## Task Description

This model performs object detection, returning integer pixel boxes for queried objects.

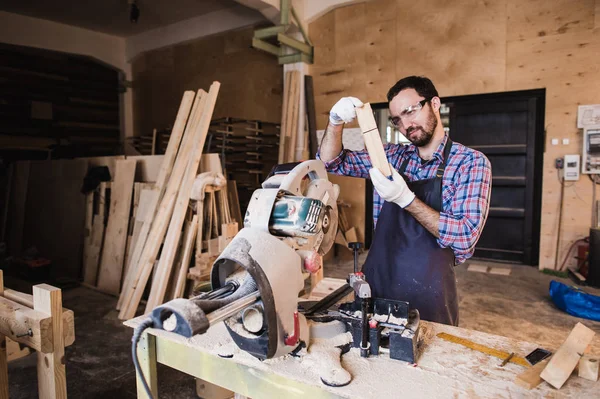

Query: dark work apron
[363,138,458,326]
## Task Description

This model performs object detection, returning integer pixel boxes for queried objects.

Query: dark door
[442,89,545,265]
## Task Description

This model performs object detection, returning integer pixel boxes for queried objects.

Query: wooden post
[0,332,8,399]
[33,284,67,399]
[0,270,8,399]
[356,103,392,176]
[136,332,158,399]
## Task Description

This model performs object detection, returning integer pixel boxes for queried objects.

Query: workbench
[125,317,600,399]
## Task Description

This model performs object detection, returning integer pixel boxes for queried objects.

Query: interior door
[442,89,545,265]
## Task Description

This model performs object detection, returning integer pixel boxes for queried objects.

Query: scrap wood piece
[83,182,110,286]
[33,284,67,398]
[171,214,198,299]
[356,103,392,176]
[344,227,358,243]
[467,264,490,273]
[437,332,530,367]
[0,334,8,399]
[278,71,292,164]
[97,159,136,294]
[540,323,596,389]
[515,359,550,389]
[117,90,197,309]
[227,180,243,229]
[0,288,75,351]
[286,71,300,162]
[123,182,142,276]
[6,337,31,364]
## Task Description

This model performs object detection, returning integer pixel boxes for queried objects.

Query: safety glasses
[390,97,432,129]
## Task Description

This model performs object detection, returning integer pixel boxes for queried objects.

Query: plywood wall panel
[309,0,600,268]
[507,0,595,41]
[506,29,600,90]
[132,27,283,135]
[365,0,398,24]
[310,64,369,129]
[333,3,370,65]
[310,8,335,65]
[364,19,398,103]
[396,0,506,96]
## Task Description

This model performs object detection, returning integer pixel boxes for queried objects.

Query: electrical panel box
[581,127,600,174]
[564,154,579,181]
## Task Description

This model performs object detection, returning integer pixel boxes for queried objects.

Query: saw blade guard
[211,228,309,359]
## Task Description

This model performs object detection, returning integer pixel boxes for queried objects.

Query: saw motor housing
[211,160,339,359]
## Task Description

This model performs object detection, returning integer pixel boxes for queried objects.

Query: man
[317,76,491,325]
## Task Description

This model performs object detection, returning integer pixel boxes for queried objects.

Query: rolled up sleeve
[437,153,492,263]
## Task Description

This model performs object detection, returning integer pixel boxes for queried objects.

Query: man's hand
[369,165,415,208]
[329,97,363,125]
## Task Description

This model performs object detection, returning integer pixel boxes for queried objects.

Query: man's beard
[406,108,438,147]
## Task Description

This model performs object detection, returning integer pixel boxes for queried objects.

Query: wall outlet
[554,158,565,169]
[564,154,579,181]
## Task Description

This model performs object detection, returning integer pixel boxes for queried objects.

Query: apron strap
[435,136,452,177]
[400,136,452,177]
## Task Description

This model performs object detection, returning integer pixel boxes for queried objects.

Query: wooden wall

★ ★ ★ ★ ★ ★ ★

◆ **Written exercise**
Count the lines of the material above that contain the string "wall", treating uppercase and lowercase as different, and give only the number.

◆ **Response to the exercise**
3